Lessons From the Leaders
Until today, very few organizations have succeeded in seamlessly integrating all of these technology pieces to achieve quantum leaps in their business processes. Those that have are reaping big competitive rewards and offer us a window into net-centric business processes operating across the supply chain. Three of these leaders—Federal Express, Cisco Systems, and Sun Microsystems—are discussed below.
Federal Express: Simultaneous Processing Across an Extended Chain
Key data points:
- Army of portable bar-code scanners feeding a centralized database.
- 400,000 customer-service calls, 2.5 million packages daily.
- A business model dedicated to increasing speed of information and logistics flow.
- Large amounts of available bandwidth enabling simultaneous, rather than serial, processing. (A single event will trigger multiple real-time actions throughout the chain.)

Provided information:
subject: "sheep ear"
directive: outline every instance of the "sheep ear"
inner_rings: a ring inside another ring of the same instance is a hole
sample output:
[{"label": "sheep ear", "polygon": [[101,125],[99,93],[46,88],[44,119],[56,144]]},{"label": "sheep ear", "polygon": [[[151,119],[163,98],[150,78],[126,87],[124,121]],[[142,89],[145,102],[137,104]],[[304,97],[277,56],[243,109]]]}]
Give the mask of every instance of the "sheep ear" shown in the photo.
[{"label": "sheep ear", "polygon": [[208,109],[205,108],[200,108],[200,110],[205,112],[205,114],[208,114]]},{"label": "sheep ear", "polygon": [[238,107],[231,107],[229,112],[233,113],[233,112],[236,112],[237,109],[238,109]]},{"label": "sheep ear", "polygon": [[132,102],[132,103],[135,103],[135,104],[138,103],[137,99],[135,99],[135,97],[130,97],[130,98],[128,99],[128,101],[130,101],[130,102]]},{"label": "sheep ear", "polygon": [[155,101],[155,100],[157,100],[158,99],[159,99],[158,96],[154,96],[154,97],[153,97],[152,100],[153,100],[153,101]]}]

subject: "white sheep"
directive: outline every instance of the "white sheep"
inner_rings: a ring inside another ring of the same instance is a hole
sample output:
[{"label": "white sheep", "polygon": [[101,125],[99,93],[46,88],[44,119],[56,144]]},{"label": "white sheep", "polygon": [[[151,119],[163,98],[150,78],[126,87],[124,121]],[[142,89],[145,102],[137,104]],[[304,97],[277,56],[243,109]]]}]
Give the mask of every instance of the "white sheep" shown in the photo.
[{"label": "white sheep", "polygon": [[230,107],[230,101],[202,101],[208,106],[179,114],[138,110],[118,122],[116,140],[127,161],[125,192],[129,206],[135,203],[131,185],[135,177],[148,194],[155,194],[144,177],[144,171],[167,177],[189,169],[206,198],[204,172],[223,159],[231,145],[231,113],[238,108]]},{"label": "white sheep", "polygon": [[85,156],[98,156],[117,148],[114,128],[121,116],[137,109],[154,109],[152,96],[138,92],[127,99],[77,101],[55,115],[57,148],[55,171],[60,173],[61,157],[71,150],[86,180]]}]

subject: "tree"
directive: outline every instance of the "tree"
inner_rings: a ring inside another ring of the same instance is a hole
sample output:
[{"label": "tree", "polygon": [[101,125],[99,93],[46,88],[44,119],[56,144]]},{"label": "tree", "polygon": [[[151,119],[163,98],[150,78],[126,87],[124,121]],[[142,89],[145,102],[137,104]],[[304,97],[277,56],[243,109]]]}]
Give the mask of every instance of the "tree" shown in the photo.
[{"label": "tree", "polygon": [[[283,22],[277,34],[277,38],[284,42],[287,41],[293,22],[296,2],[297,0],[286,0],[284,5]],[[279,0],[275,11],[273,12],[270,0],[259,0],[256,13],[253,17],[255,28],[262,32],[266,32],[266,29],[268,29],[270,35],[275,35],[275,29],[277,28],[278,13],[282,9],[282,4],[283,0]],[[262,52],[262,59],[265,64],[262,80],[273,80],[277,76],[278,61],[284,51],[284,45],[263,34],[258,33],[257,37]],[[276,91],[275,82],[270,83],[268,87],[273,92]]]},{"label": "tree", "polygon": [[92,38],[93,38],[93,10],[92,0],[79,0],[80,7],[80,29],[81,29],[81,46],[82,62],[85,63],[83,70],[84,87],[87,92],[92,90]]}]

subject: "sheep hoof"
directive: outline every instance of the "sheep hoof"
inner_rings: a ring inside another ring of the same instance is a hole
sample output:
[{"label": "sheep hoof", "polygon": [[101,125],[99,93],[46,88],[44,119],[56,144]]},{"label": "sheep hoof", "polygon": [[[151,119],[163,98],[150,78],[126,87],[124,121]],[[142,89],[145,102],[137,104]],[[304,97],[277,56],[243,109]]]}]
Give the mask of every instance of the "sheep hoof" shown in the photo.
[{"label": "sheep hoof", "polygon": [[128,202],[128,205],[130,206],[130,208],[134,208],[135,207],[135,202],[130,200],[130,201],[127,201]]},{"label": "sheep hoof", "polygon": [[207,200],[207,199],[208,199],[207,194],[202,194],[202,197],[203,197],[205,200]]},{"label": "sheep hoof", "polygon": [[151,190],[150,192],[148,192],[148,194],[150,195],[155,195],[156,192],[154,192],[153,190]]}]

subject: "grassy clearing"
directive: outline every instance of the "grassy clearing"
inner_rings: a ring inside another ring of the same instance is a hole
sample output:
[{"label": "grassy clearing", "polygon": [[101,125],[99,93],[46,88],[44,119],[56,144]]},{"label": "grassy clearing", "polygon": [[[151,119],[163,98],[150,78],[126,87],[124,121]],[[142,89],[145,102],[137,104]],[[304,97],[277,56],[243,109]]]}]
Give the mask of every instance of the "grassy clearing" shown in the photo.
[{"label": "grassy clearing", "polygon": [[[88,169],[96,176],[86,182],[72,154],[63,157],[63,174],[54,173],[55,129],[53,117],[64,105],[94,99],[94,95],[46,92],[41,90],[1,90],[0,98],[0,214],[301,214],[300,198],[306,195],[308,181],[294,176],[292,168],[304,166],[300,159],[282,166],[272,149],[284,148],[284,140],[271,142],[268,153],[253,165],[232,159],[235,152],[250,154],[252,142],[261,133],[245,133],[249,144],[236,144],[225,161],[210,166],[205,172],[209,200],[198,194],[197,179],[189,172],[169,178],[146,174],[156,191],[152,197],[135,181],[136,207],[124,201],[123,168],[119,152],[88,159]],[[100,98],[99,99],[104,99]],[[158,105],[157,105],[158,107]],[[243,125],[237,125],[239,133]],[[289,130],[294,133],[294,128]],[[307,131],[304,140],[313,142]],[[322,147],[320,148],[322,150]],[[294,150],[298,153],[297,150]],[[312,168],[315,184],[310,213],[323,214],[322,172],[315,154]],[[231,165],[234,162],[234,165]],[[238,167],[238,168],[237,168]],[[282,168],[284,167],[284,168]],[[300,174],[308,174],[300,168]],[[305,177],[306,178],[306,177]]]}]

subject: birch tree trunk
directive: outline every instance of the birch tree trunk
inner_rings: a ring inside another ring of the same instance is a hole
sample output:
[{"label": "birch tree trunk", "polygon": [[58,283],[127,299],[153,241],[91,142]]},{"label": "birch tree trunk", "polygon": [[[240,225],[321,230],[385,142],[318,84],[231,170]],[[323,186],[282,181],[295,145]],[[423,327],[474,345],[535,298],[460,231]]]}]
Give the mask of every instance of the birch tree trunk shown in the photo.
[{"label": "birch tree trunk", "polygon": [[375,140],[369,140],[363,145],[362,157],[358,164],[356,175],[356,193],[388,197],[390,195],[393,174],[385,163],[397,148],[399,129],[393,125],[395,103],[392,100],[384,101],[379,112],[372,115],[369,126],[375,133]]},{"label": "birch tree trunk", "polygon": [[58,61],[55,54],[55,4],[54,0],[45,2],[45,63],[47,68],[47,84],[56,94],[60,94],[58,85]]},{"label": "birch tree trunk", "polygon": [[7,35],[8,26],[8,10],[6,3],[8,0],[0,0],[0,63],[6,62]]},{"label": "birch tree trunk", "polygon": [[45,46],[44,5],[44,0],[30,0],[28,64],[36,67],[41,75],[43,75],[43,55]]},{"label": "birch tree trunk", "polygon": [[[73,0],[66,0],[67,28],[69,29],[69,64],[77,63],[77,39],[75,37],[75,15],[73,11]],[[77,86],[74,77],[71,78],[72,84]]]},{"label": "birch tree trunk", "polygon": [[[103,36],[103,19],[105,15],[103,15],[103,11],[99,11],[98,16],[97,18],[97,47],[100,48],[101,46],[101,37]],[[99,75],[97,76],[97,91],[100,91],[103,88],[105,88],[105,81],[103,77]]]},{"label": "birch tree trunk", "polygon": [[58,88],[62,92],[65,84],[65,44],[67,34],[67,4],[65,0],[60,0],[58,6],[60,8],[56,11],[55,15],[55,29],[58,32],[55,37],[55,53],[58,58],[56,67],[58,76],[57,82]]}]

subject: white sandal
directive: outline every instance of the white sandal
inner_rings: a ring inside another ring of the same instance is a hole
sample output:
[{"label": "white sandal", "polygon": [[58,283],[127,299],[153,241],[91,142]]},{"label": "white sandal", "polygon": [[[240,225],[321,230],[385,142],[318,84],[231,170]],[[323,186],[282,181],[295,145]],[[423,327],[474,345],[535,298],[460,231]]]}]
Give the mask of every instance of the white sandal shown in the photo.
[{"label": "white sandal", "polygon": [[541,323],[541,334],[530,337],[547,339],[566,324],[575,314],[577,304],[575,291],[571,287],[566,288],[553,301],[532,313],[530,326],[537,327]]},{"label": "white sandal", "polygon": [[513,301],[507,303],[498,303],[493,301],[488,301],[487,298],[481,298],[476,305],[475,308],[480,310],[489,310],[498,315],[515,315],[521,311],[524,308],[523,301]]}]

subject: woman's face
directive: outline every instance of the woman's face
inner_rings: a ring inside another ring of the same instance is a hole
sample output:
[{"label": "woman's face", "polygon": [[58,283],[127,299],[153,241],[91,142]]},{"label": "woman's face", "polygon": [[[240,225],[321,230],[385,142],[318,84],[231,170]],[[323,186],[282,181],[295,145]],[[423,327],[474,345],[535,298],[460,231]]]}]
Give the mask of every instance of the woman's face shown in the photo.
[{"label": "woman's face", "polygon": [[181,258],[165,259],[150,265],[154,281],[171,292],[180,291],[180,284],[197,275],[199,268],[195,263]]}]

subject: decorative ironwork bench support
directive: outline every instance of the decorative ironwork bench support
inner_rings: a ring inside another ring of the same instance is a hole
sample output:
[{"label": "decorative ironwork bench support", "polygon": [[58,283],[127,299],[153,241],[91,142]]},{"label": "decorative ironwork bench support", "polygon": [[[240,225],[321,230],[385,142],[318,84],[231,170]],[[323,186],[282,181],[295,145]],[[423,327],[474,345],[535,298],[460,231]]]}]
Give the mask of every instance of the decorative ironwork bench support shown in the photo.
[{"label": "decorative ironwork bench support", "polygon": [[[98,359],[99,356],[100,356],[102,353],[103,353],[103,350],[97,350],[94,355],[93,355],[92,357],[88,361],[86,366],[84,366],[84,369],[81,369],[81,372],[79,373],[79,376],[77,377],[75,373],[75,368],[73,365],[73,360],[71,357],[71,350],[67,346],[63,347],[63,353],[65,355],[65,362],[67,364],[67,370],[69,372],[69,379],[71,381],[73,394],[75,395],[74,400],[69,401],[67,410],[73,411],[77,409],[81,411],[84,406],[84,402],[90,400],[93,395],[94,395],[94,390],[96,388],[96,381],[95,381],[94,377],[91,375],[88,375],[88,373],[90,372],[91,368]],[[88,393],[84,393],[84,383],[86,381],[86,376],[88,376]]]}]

Objective 1:
Rewrite the passage on supply-chain leaders from "Lessons From the" through "and logistics flow.", replacing "Federal Express" with "FedEx".
Objective 2:
Name every company that the passage on supply-chain leaders identifies as one of the leaders.

Written response 1:
Lessons From the Leaders
Until today, very few organizations have succeeded in seamlessly integrating all of these technology pieces to achieve quantum leaps in their business processes. Those that have are reaping big competitive rewards and offer us a window into net-centric business processes operating across the supply chain. Three of these leaders—FedEx, Cisco Systems, and Sun Microsystems—are discussed below.
FedEx: Simultaneous Processing Across an Extended Chain
Key data points:
- Army of portable bar-code scanners feeding a centralized database.
- 400,000 customer-service calls, 2.5 million packages daily.
- A business model dedicated to increasing speed of information and logistics flow.

Written response 2:
Federal Express, Cisco Systems, Sun Microsystems